TASK REQUIREMENTS. Rewrite the material from its beginning through the line containing "(1286, 338)", with "car hood" replaced by "vehicle hood" and every other part left unchanged.

RECORDS FOR PROCESSING.

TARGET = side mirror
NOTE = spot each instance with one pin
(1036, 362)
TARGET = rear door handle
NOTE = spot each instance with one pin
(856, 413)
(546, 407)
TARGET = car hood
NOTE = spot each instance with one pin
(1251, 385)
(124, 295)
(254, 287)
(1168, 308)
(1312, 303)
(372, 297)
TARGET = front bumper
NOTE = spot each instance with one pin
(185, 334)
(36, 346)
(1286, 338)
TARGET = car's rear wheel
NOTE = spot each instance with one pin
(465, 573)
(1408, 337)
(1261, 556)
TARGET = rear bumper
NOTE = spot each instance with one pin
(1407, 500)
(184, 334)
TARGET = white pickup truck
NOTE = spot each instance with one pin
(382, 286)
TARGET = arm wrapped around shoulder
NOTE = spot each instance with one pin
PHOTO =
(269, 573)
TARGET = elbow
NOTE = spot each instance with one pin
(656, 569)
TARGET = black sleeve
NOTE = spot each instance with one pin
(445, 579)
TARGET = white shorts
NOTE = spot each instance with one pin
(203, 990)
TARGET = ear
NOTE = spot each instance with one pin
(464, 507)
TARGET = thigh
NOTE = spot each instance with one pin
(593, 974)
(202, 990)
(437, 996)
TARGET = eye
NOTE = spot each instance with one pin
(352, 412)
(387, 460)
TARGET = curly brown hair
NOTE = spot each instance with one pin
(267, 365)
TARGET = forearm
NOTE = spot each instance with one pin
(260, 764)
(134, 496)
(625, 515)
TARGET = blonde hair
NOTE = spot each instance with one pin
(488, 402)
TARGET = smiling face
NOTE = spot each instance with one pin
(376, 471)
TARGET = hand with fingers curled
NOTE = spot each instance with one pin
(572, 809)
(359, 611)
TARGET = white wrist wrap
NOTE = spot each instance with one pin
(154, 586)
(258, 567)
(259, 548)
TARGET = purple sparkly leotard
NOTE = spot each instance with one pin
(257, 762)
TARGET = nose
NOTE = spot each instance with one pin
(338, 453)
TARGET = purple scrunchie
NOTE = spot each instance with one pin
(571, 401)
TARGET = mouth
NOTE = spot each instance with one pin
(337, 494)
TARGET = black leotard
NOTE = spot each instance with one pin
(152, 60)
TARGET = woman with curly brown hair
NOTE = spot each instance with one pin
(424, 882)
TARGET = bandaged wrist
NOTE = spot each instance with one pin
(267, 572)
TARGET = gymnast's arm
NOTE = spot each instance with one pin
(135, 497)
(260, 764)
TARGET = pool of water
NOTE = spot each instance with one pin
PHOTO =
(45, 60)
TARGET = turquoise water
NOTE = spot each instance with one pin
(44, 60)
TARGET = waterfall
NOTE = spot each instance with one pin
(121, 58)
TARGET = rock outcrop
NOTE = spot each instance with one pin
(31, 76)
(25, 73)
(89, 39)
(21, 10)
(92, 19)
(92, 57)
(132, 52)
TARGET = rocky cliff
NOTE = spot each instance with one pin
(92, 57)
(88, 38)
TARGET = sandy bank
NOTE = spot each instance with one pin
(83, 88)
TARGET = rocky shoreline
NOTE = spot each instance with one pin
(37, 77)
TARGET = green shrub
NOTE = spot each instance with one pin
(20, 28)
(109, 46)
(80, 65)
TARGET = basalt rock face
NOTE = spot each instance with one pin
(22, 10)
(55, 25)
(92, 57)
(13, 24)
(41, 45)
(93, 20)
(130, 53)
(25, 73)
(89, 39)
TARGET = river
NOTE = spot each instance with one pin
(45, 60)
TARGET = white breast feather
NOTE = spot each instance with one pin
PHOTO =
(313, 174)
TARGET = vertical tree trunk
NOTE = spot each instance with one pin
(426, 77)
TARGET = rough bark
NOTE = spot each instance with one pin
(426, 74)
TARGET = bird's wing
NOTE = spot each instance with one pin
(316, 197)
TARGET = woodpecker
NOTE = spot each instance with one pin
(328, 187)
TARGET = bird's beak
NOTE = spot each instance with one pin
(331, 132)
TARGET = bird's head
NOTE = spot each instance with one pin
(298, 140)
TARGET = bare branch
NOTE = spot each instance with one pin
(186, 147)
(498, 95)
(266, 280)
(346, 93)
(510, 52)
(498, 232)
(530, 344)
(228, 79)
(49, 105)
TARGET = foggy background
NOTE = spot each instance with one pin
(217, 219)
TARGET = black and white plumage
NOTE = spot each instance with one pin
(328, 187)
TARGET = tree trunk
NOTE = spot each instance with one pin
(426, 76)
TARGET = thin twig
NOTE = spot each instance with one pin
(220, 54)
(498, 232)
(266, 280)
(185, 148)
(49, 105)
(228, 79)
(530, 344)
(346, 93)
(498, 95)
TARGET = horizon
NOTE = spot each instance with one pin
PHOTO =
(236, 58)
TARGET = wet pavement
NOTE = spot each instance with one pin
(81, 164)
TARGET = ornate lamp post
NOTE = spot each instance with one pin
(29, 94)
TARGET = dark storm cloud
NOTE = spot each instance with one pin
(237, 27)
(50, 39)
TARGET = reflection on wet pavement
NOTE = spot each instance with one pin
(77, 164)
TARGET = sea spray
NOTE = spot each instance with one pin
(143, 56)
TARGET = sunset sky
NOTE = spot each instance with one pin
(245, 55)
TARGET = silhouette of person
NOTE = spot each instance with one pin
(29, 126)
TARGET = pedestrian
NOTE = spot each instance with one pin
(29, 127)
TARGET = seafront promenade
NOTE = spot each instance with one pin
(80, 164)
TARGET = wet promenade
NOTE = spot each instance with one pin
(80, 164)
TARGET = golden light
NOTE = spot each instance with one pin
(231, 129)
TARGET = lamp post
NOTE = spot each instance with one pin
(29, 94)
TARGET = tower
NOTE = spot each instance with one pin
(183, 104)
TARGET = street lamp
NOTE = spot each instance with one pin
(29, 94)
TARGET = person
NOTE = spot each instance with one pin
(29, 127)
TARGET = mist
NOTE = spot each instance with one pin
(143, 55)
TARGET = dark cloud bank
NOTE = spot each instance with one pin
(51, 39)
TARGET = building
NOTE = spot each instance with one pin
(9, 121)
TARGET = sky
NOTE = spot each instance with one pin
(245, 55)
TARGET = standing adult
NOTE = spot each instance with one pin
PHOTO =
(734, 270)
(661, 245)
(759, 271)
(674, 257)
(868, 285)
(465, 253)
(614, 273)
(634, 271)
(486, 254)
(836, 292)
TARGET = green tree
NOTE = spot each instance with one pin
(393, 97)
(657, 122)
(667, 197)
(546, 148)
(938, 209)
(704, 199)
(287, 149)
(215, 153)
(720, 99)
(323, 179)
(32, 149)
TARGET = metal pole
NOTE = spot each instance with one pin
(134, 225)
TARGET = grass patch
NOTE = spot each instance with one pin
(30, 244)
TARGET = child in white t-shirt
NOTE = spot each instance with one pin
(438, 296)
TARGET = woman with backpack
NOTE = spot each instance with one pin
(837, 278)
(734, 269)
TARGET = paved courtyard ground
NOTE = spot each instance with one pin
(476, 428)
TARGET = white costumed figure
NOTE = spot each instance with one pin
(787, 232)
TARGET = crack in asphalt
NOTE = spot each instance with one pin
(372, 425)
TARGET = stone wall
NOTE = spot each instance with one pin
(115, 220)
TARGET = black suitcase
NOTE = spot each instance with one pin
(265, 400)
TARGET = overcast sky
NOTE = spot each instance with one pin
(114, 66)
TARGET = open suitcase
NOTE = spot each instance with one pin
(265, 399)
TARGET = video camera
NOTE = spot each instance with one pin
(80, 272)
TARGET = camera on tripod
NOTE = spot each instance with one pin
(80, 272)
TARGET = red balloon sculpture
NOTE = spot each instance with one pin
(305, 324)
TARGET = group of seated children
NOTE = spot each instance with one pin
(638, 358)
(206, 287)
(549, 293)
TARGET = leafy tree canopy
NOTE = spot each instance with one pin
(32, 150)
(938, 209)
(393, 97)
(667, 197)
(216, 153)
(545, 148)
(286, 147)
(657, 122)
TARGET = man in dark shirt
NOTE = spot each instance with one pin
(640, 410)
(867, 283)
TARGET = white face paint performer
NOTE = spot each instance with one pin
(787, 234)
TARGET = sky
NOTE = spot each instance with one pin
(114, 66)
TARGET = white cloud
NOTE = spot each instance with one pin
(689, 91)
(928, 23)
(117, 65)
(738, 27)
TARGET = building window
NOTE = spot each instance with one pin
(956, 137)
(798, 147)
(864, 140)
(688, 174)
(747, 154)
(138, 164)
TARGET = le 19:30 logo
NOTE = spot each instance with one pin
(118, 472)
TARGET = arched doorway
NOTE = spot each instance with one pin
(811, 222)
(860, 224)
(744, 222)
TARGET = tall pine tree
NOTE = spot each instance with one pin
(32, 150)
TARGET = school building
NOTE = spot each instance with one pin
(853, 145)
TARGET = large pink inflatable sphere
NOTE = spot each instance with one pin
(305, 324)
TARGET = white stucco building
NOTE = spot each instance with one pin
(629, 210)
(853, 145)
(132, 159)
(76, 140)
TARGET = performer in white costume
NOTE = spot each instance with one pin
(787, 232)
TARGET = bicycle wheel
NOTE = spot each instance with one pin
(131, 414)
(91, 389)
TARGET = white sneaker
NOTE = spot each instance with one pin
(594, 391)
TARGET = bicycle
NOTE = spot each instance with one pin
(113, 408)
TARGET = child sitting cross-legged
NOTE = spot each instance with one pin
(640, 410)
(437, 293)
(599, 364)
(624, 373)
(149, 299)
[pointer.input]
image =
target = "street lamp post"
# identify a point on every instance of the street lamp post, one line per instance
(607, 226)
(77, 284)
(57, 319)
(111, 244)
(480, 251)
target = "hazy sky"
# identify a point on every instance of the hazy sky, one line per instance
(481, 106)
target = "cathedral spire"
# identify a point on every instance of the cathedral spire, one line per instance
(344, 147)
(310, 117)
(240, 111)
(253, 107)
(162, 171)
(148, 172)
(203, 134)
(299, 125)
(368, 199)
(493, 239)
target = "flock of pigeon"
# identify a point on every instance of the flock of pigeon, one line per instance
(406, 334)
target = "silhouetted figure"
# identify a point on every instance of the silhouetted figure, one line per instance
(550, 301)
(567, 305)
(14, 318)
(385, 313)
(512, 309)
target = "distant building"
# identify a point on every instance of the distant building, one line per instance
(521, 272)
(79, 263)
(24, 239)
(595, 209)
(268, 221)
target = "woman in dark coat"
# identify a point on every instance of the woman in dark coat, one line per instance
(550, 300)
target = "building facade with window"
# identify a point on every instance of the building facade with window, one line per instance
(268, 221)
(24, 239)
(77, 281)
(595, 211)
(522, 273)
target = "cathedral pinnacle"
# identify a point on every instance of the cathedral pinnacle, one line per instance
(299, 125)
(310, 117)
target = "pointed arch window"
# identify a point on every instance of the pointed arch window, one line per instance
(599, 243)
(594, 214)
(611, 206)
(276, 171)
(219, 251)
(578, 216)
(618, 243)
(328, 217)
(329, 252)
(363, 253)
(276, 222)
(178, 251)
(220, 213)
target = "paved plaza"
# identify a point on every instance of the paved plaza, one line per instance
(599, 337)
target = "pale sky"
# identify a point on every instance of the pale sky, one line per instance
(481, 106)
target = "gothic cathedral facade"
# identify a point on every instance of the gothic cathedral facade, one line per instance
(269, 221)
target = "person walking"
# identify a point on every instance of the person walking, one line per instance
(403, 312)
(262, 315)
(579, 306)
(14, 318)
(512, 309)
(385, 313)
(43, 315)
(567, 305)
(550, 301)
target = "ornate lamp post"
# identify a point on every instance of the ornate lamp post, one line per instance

RESPONSE TO THE EXERCISE.
TARGET = side mirror
NOTE = spot each instance with one pin
(1036, 362)
TARGET = rear door handle
NOTE = spot each instance with one pin
(856, 413)
(546, 407)
TARGET = vehicle hood
NOTE = spot each instance with one pin
(1251, 385)
(124, 295)
(254, 287)
(1168, 308)
(1312, 303)
(372, 297)
TARGET = front bumper
NOTE = spot each instance with one pin
(185, 334)
(36, 346)
(1286, 338)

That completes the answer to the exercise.